▸ WORK ITEM: Copy each of the records exactly.

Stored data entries

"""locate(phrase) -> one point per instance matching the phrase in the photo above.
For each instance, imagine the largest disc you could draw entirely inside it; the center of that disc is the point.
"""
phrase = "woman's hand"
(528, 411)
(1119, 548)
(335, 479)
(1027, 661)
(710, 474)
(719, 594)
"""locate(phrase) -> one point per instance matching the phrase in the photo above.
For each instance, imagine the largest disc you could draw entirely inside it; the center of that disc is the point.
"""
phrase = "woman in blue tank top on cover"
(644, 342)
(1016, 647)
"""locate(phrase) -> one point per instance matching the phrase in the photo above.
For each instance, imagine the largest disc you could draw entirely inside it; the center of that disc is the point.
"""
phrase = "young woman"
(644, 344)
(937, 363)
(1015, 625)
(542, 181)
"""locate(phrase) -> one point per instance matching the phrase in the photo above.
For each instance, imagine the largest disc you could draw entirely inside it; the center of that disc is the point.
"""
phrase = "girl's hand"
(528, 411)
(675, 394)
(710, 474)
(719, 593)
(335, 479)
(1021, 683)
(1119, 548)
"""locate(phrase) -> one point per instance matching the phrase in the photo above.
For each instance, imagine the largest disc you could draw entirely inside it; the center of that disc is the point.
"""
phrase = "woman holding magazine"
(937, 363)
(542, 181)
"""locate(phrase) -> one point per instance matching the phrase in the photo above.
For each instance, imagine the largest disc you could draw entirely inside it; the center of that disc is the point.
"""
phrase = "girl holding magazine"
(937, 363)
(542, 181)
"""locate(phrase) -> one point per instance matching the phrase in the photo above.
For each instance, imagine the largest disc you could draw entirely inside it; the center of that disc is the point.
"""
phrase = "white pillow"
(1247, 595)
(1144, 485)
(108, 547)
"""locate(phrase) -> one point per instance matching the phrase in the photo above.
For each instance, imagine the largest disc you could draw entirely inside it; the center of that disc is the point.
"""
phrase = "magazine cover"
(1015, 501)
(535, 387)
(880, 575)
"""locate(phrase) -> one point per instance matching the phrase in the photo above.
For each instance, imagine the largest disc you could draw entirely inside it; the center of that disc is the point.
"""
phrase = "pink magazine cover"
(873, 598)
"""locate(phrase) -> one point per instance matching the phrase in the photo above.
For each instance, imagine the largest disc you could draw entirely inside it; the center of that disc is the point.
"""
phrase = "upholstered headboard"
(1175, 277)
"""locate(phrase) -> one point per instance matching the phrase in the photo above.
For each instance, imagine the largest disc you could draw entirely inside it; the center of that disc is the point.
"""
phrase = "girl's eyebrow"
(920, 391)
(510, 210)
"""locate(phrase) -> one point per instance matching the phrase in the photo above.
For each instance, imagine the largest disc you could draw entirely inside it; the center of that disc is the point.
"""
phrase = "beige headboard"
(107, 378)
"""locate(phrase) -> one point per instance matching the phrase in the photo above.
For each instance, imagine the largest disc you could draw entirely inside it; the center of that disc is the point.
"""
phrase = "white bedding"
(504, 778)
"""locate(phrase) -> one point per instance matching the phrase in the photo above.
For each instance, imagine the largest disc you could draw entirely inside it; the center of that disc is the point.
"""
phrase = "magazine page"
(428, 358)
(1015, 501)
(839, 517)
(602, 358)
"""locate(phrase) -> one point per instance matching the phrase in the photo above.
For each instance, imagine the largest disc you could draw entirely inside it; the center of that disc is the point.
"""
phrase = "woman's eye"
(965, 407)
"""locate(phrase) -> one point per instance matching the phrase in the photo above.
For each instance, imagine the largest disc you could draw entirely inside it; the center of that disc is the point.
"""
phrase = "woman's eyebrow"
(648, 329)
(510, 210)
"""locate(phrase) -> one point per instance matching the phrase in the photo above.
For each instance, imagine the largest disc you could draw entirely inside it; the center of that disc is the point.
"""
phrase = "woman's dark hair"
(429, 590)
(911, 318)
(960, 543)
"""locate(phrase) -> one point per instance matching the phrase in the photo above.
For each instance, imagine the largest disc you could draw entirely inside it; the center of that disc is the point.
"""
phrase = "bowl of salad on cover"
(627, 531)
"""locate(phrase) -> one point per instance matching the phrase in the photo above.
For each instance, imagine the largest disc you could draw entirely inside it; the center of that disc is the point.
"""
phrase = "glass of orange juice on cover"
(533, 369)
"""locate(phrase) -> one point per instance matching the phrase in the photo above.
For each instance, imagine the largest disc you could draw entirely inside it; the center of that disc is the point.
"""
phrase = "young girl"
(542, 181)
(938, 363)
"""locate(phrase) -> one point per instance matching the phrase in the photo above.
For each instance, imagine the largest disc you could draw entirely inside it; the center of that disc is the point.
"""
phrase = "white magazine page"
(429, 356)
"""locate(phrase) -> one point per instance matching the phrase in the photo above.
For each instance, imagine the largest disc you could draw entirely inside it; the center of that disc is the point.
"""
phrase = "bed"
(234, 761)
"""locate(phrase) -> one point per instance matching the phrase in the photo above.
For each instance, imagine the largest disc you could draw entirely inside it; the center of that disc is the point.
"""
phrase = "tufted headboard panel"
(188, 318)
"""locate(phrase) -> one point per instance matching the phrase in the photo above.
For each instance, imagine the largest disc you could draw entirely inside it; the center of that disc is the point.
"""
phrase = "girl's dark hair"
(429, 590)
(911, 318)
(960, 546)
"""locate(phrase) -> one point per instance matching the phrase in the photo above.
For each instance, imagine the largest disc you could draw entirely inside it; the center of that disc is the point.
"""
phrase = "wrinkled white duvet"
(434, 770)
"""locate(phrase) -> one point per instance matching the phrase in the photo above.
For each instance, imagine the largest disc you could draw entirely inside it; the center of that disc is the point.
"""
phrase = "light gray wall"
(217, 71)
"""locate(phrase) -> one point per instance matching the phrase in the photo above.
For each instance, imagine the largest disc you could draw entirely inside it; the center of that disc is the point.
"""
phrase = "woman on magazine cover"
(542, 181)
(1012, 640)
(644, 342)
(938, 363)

▸ EXERCISE SOLUTION:
"""locate(phrase) -> one point per instance matching the phrase in the photo above.
For each instance, imagine the largest disc you could draw entirely inside it; the center of that disc is the point.
"""
phrase = "woman's hand"
(528, 411)
(1119, 548)
(335, 479)
(1027, 661)
(710, 474)
(719, 594)
"""locate(phrase) -> one point per instance matching the phrase in the photo above.
For each instance, imagine the largest disc you could draw entirely inside it; the center of that disc is the point.
"""
phrase = "woman in blue tank top on cover"
(644, 342)
(1016, 647)
"""locate(phrase) -> one point per instance matching the phrase in the photo above.
For each instance, imagine the largest disc you could draw entirely inside it; the center of that disc is the point.
"""
phrase = "young woman"
(644, 344)
(937, 363)
(1015, 625)
(542, 181)
"""locate(phrase) -> one point per instance matching the phrase in the photo above.
For each instance, imagine the largest disc you could draw entirely inside it; the center of that disc is the point.
"""
phrase = "girl's hand"
(528, 411)
(675, 394)
(710, 474)
(719, 593)
(335, 479)
(1021, 683)
(1119, 548)
"""locate(phrase) -> one point per instance matching the phrase in the photo above.
For each instance, imagine the largest disc you could draw entirely inside it; the center of that disc is the point.
"""
phrase = "woman holding magazine"
(937, 363)
(542, 181)
"""locate(phrase) -> one point per instance matching the phrase in the photo above.
For each instance, imagine the largest disc you could draw entirely inside it; the center of that disc is the point.
"""
phrase = "girl holding magazine"
(937, 363)
(542, 181)
"""locate(phrase) -> one point per instance matching the phrase in the photo above.
For each instance, imagine the largest disc you could draw entirely inside it; the center of that disc is the point.
"""
phrase = "white pillow"
(1247, 595)
(1144, 485)
(108, 547)
"""locate(phrase) -> one point per instance matching the phrase in the photo above.
For each instance, imagine the largest disc you could draw entirely inside it; the center of that disc is the point.
"""
phrase = "magazine cover"
(1015, 501)
(535, 387)
(880, 575)
"""locate(phrase) -> one point per instance matching the phrase in the photo above.
For each instance, imagine the largest disc you could draw entirely inside it; the center of that disc is the point.
"""
phrase = "pink magazine cover"
(873, 598)
"""locate(phrase) -> one point per instance matching the phrase in the photo above.
For each instance, imagine the largest disc you could draw entirely inside it; the center of that disc is the point.
"""
phrase = "upholstered headboard"
(1175, 277)
"""locate(phrase) -> one point per instance matching the phrase in the photo above.
For each instance, imagine the largest disc you could draw entirely inside it; the center of that disc is the point.
"""
phrase = "girl's eyebrow"
(920, 391)
(510, 210)
"""locate(phrase) -> one point per instance matching the phrase in the photo above.
For each instance, imagine the largest disc you could draw entirely inside it; the center of that disc is the point.
"""
phrase = "beige headboard"
(107, 378)
"""locate(phrase) -> one point per instance matching the phrase in the photo above.
For each instance, imagine the largest disc you could draw entirely inside it; the center of that disc is the point.
"""
phrase = "white bedding"
(504, 778)
"""locate(phrase) -> one point per instance matching the phrase in the photo above.
For each instance, imagine the largest disc you could draw entirely inside it; the center of that disc is the point.
"""
phrase = "magazine page"
(428, 358)
(1015, 501)
(839, 517)
(602, 358)
"""locate(phrase) -> one point per instance matching the phrase in the photo above.
For each instance, imagine the largest disc you could draw entirely inside it; the center of that disc is the point.
"""
phrase = "woman's eye"
(965, 407)
"""locate(phrase) -> one point per instance matching the phrase in the photo above.
For each instance, imagine the largest disc you could draw entirely inside it; the center of that disc is the point.
"""
phrase = "woman's eyebrow"
(648, 329)
(510, 210)
"""locate(phrase) -> one point per instance matching the phrase in the photo above.
For each instance, imagine the largest disc you could draw entirely inside it; the center of that disc is the point.
"""
phrase = "woman's dark hair"
(429, 590)
(911, 318)
(960, 543)
"""locate(phrase) -> one point per instance matching the phrase in the photo above.
For each instance, imagine the largest disc you could draw entirely inside it; the center of that disc is the point.
"""
phrase = "bowl of salad on cover"
(627, 531)
"""locate(phrase) -> one point per instance matching the phrase in the photo above.
For each instance, imagine the largest disc you could draw entirely inside it; the center of that disc is the point.
"""
phrase = "glass of orange juice on cover"
(533, 369)
"""locate(phrase) -> one point per instance matching the phrase in the photo above.
For each instance, imagine the largest disc you could draw entirely inside it; the center of that disc is the point.
"""
phrase = "young girl"
(542, 181)
(938, 363)
"""locate(phrase) -> one point per instance matching the phrase in the photo above.
For each instance, imagine the largest disc you could draw entirely inside it; the center of that disc is the point.
"""
phrase = "white magazine page"
(429, 356)
"""locate(phrase) -> one point per instance matching the phrase in the photo above.
For each instance, imagine the largest disc you could draw entirely inside it; the center of that disc is the point.
"""
phrase = "bed"
(234, 761)
"""locate(phrase) -> one point per instance matching the phrase in the photo above.
For each instance, imagine the largest disc you could draw entirely inside it; the center of that disc is the point.
"""
phrase = "tufted headboard panel"
(188, 318)
"""locate(phrase) -> one point per instance matching the phrase in the photo above.
For each instance, imagine the largest disc you could draw entirely inside it; the center of that disc is the point.
"""
phrase = "girl's dark hair"
(429, 590)
(911, 318)
(960, 546)
"""locate(phrase) -> one point per instance matching the phrase in the photo above.
For each instance, imagine the largest disc you could draw entirely inside it; the center of that disc is the point.
"""
phrase = "wrinkled white duvet"
(434, 770)
"""locate(phrase) -> one point per instance matching the phrase in the photo above.
For each instance, imagine the largest disc you could draw entirely inside it; the center of that disc is the point.
"""
phrase = "light gray wall"
(217, 71)
"""locate(phrase) -> one point per instance matching the phrase in the photo above.
For each instance, imagine the largest disc you could draw entirely inside it; the center of that disc is the point.
"""
phrase = "woman on magazine cover"
(542, 181)
(1012, 640)
(644, 342)
(938, 363)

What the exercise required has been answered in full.